Supplied information
☆ ☆ ☆ ☆ ☆
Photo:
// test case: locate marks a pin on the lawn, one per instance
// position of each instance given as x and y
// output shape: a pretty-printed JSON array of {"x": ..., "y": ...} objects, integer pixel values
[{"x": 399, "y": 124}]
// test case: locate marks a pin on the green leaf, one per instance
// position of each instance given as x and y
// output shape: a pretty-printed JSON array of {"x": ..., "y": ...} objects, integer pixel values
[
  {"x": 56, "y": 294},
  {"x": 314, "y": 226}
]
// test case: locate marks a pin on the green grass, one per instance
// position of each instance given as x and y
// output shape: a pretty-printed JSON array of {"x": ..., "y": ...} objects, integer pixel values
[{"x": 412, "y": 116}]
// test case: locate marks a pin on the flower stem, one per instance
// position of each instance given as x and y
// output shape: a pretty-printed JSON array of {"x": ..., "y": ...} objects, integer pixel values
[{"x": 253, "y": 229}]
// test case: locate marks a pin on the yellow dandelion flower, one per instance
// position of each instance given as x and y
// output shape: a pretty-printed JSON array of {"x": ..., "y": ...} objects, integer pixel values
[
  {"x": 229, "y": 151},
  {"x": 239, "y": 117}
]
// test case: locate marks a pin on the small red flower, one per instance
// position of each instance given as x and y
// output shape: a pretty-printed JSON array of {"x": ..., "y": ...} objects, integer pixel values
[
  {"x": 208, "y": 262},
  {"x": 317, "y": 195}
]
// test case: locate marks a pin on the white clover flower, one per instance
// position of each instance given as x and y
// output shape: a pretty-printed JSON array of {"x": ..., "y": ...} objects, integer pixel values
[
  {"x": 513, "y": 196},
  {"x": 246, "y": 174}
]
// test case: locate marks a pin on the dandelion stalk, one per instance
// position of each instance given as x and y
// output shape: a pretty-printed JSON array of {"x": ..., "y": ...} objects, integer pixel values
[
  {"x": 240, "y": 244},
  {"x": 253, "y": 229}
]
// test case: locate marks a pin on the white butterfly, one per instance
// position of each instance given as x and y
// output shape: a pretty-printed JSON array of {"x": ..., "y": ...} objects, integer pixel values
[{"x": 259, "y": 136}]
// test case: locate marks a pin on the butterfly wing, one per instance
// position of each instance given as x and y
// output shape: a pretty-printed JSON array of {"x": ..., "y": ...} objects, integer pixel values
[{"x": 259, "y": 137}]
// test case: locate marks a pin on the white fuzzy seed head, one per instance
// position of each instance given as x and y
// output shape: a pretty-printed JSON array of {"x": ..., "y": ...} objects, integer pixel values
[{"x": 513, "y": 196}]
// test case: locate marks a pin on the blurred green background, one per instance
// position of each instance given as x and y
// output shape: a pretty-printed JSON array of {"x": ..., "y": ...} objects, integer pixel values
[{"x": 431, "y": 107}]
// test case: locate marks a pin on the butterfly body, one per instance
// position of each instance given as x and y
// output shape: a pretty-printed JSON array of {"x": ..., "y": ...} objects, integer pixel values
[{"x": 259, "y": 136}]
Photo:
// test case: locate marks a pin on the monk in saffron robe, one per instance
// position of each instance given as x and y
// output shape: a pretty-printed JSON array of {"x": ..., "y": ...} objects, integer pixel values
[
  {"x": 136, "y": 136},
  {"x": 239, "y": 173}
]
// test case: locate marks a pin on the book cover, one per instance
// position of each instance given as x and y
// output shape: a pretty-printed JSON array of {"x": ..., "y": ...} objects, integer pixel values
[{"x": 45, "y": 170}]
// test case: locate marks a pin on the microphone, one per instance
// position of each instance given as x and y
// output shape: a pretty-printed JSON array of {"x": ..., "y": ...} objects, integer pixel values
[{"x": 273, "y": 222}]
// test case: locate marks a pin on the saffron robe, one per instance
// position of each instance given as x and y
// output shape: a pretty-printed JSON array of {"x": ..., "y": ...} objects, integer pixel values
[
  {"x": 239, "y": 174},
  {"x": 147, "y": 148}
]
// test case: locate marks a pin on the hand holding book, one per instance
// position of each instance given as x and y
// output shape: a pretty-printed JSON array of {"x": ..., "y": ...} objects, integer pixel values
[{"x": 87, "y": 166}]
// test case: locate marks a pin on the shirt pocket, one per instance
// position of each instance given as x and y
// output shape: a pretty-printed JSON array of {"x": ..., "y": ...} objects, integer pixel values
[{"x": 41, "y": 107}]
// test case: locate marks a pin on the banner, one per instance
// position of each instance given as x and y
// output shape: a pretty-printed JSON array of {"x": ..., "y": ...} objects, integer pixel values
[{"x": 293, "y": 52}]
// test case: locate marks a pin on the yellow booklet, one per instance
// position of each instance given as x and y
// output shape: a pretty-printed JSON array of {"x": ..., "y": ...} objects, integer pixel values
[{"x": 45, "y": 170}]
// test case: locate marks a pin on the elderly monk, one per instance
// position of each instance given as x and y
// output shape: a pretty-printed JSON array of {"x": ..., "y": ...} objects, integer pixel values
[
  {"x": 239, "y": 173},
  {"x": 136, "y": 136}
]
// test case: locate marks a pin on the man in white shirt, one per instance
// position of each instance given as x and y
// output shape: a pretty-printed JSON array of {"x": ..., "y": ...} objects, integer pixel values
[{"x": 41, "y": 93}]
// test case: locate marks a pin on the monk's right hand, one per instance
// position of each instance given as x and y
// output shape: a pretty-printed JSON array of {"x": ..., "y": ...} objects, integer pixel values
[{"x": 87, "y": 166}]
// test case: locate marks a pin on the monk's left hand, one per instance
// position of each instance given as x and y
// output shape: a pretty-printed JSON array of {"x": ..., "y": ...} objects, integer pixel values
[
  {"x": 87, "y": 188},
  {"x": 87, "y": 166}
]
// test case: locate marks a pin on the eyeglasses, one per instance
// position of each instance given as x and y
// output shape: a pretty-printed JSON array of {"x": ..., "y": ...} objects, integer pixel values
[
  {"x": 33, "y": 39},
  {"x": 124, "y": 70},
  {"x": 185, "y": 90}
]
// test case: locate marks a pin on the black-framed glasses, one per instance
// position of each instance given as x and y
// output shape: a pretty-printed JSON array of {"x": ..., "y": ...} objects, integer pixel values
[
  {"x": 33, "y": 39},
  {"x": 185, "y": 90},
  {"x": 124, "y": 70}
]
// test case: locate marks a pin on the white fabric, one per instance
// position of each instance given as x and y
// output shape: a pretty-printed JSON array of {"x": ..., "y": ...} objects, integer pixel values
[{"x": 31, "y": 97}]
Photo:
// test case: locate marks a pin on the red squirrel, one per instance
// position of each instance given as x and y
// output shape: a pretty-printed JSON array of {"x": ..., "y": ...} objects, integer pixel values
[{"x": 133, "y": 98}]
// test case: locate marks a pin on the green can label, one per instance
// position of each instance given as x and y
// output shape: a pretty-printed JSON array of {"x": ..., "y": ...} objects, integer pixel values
☆ ☆ ☆ ☆ ☆
Your goal
Repeat the records above exactly.

Reply to the exercise
Photo:
// test case: locate marks a pin on the lawn, one per instance
// position of each instance given as x and y
// output shape: a pretty-printed JSON array of {"x": ..., "y": ...} objects, integer pixel values
[{"x": 399, "y": 124}]
// test case: locate marks a pin on the green leaf, one per instance
// position of each instance given as x and y
// output shape: a pretty-printed JSON array of {"x": ..., "y": ...} objects, integer pixel values
[
  {"x": 56, "y": 294},
  {"x": 314, "y": 226}
]
// test case: locate marks a pin on the green grass, one per instance
// position of each instance given as x and y
// output shape: a pretty-printed JSON array of {"x": ..., "y": ...} objects, integer pixel values
[{"x": 412, "y": 116}]
// test case: locate marks a pin on the flower stem, one per instance
// position of each instance given as x and y
// output shape: a pretty-printed JSON array of {"x": ..., "y": ...} objects, integer pixel values
[{"x": 253, "y": 229}]
// test case: locate marks a pin on the yellow dandelion flower, one per instance
// position of each instance given as x and y
// output shape: a pretty-printed JSON array of {"x": ..., "y": ...} objects, integer pixel values
[
  {"x": 229, "y": 151},
  {"x": 239, "y": 117}
]
// test case: locate marks a pin on the small red flower, one per instance
// position of each instance given as x and y
// output shape: a pretty-printed JSON array of {"x": ..., "y": ...} objects, integer pixel values
[
  {"x": 208, "y": 262},
  {"x": 317, "y": 195}
]
// test case: locate marks a pin on the white clover flower, one per instance
// position of each instance given as x and y
// output shape: a pretty-printed JSON array of {"x": ..., "y": ...} objects, integer pixel values
[
  {"x": 513, "y": 196},
  {"x": 246, "y": 174}
]
// test case: locate marks a pin on the dandelion stalk, one per instance
// position of each instance given as x and y
// output shape: a pretty-printed JSON array of {"x": ..., "y": ...} objects, integer pixel values
[
  {"x": 240, "y": 244},
  {"x": 253, "y": 229}
]
// test case: locate marks a pin on the white butterfly, one per instance
// position of each instance given as x and y
// output shape: a pretty-printed JSON array of {"x": ..., "y": ...} objects, integer pixel values
[{"x": 259, "y": 136}]
// test case: locate marks a pin on the butterfly wing, one per instance
// position of each instance given as x and y
// output shape: a pretty-printed JSON array of {"x": ..., "y": ...} objects, integer pixel values
[{"x": 259, "y": 137}]
// test case: locate marks a pin on the white fuzzy seed head, one per instance
// position of each instance given as x and y
// output shape: a pretty-printed JSON array of {"x": ..., "y": ...} objects, integer pixel values
[{"x": 513, "y": 196}]
// test case: locate marks a pin on the blurred green background, one per instance
// position of each instance given as x and y
// output shape: a pretty-printed JSON array of {"x": ..., "y": ...} objects, integer pixel values
[{"x": 431, "y": 107}]
// test case: locate marks a pin on the butterfly body, one per instance
// position of each instance given as x and y
// output shape: a pretty-printed JSON array of {"x": ..., "y": ...} objects, integer pixel values
[{"x": 259, "y": 136}]
Photo:
// test case: locate marks a pin on the monk in saffron robe, one per instance
// position of each instance given as x and y
// output shape: a pretty-printed JSON array of {"x": ..., "y": ...} objects, integer pixel values
[
  {"x": 136, "y": 136},
  {"x": 239, "y": 173}
]
// test case: locate marks a pin on the book cover, one per instance
// position of each instance given as x and y
// output shape: a pretty-printed JSON array of {"x": ..., "y": ...} objects, integer pixel values
[{"x": 45, "y": 170}]
// test case: locate marks a pin on the microphone, one per instance
// position of each instance given as x and y
// output shape: a pretty-printed JSON array of {"x": ..., "y": ...} objects, integer pixel values
[{"x": 273, "y": 222}]
// test case: locate marks a pin on the saffron robe, one per instance
// position of each instance given as x and y
// output shape: a pretty-printed JSON array of {"x": ..., "y": ...} objects, integer pixel values
[
  {"x": 239, "y": 174},
  {"x": 147, "y": 148}
]
// test case: locate marks a pin on the hand holding book, one per instance
// position of each instance given as x and y
// output shape: a pretty-printed JSON array of {"x": ..., "y": ...} objects, integer pixel values
[{"x": 87, "y": 166}]
// test case: locate marks a pin on the shirt pocket, one per instance
// position of each instance given as x and y
// output shape: a pretty-printed JSON array of {"x": ..., "y": ...} objects, integer pixel values
[{"x": 41, "y": 107}]
// test case: locate marks a pin on the banner, one per instance
// position of each instance given as x and y
// output shape: a pretty-printed JSON array of {"x": ..., "y": ...} objects, integer pixel values
[{"x": 293, "y": 52}]
// test case: locate marks a pin on the yellow booklet, one per instance
// position of each instance given as x and y
// output shape: a pretty-printed JSON array of {"x": ..., "y": ...} objects, integer pixel values
[{"x": 45, "y": 170}]
// test case: locate marks a pin on the elderly monk, one per instance
// position of each instance given as x and y
// output shape: a pretty-printed JSON array of {"x": ..., "y": ...} objects, integer pixel values
[
  {"x": 239, "y": 173},
  {"x": 136, "y": 136}
]
// test case: locate marks a pin on the man in white shirt, one per instance
// position of each instance given as x and y
// output shape: a pretty-printed JSON array of {"x": ..., "y": ...} objects, integer pixel values
[{"x": 41, "y": 93}]
// test case: locate marks a pin on the monk's right hand, one per instance
// position of each instance given as x and y
// output shape: a pretty-printed JSON array of {"x": ..., "y": ...} objects, integer pixel values
[{"x": 87, "y": 166}]
// test case: locate marks a pin on the monk's left hand, one per instance
// position of each instance given as x and y
// output shape: a pretty-printed JSON array of {"x": ..., "y": ...} objects, integer pixel values
[
  {"x": 87, "y": 188},
  {"x": 87, "y": 166}
]
// test case: locate marks a pin on the eyeglasses, one per instance
// position of each instance given as x and y
// output shape: a pretty-printed JSON array of {"x": ..., "y": ...} objects, integer pixel values
[
  {"x": 33, "y": 39},
  {"x": 124, "y": 70},
  {"x": 185, "y": 90}
]
// test case: locate marks a pin on the black-framed glasses, one per instance
// position of each instance given as x and y
// output shape: a pretty-printed JSON array of {"x": ..., "y": ...} objects, integer pixel values
[
  {"x": 33, "y": 39},
  {"x": 185, "y": 90},
  {"x": 124, "y": 70}
]
// test case: locate marks a pin on the white fabric, one per instance
// position of each instance given as x and y
// output shape: a pretty-printed JSON array of {"x": ..., "y": ...} objects, integer pixel values
[{"x": 31, "y": 97}]
Photo:
// test case: locate marks a pin on the red squirrel, one per instance
// position of each instance given as x and y
// output shape: a pretty-printed JSON array of {"x": ..., "y": ...} objects, integer pixel values
[{"x": 133, "y": 98}]
// test case: locate marks a pin on the green can label, one per instance
// position of each instance given as x and y
// output shape: a pretty-printed JSON array of {"x": ..., "y": ...} objects, integer pixel values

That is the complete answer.